Consider this email as your official termination letter.

Unknown to MS Retail, the respondents had already filed a labor case for constructive dismissal, breach
of contract, and payment of the remaining portion of their contracts, damages and attorney's fees on
September 15, 2008.[14]They claimed that, contrary to the terms of their employment contracts, they were
made to work for at least eight (8) hours a day or 48 hours per week, without overtime pay. Moreover,
they were assigned work not related to their task as circus performers. Hence, they were deemed to have
been constructively dismissed, warranting the payment of the unexpired portion of their contract,
damages and attorney's fees.[15]

Labor Arbiter's Ruling

The Labor Arbiter (LA) granted respondents' claim in her April 8. 2009 Decision, the dispositive portion of
which reads:

WHEREFORE, premises considered, judgment is hereby rendered ordering GLOBAL RESOURCES FOR
OUTSOURCED WORKERS AND MS RETAIL KSC jointly and severally liable to pay complainants
Abraham C. Velasco and Nannette T. Velasco their salaries for the unexpired portion of their employment
contract for six (6) months:

1.) Abraham Velasco


(US$ 2,303.92 x 6 mos.) = US$ 13,823.52

2.) Nannette Velasco

(US$.531.87 x 6 mos.) = US$43,191.22*

TOTAL US$57,014.74**

3.) Ten (10%) percent Atty.'s fees- US$ 5,701.47***

All other claims are dismissed for want of basis.

::::::::::

** WRITTEN REQUEST 1 **
For each statement below, answer yes or no according to the labor ruling excerpt, and quote the words from it that decide the answer.
(a) The respondents filed their labor case on September 15, 2008.
(b) The respondents said they received overtime pay for their 48-hour weeks.
(c) The Labor Arbiter held MS Retail alone liable for the salaries.
** WRITTEN REQUEST 2 **
In the labor ruling excerpt, what task were the respondents employed to do?
** WRITTEN REQUEST 3 **
Write the next part of the labor ruling excerpt, picking up after its final sentence.
The material after this text is not needed.

** DATA SECTION **

::::::::::

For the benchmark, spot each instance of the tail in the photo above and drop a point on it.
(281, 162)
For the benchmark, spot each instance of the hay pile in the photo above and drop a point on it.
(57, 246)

::::::::::

** TASK RESULT 1 **
(a) Yes: "attorney's fees on September 15, 2008."
(b) No: "they were made to work for at least eight (8) hours a day or 48 hours per week, without overtime pay."
(c) No: "GLOBAL RESOURCES FOR OUTSOURCED WORKERS AND MS RETAIL KSC jointly and severally liable"

** TASK RESULT 2 **
They were employed as circus performers.

** TASK RESULT 3 **
SO ORDERED.[16]

The LA found respondents to have been constructively dismissed from service without just cause,
debunking petitioners' defense that respondents abandoned their work as-shown by the immediate filing
of the complaint for illegal dismissal.[17]

Respondents' claim for overtime pay was, however, denied for the reason that indeed a typographical
error was committed in providing the number of working hours as 48 hours per month instead of 48 hours
per week. The LA made the observation that "it is a known practice that employees work for a regular
eight (8) hours a day and 48 hours for 6 days work."[18]

Only petitioners filed an appeal before the National Labor Relations Commission (NLRC). The
respondents did not appeal the denial of their claim for overtime pay.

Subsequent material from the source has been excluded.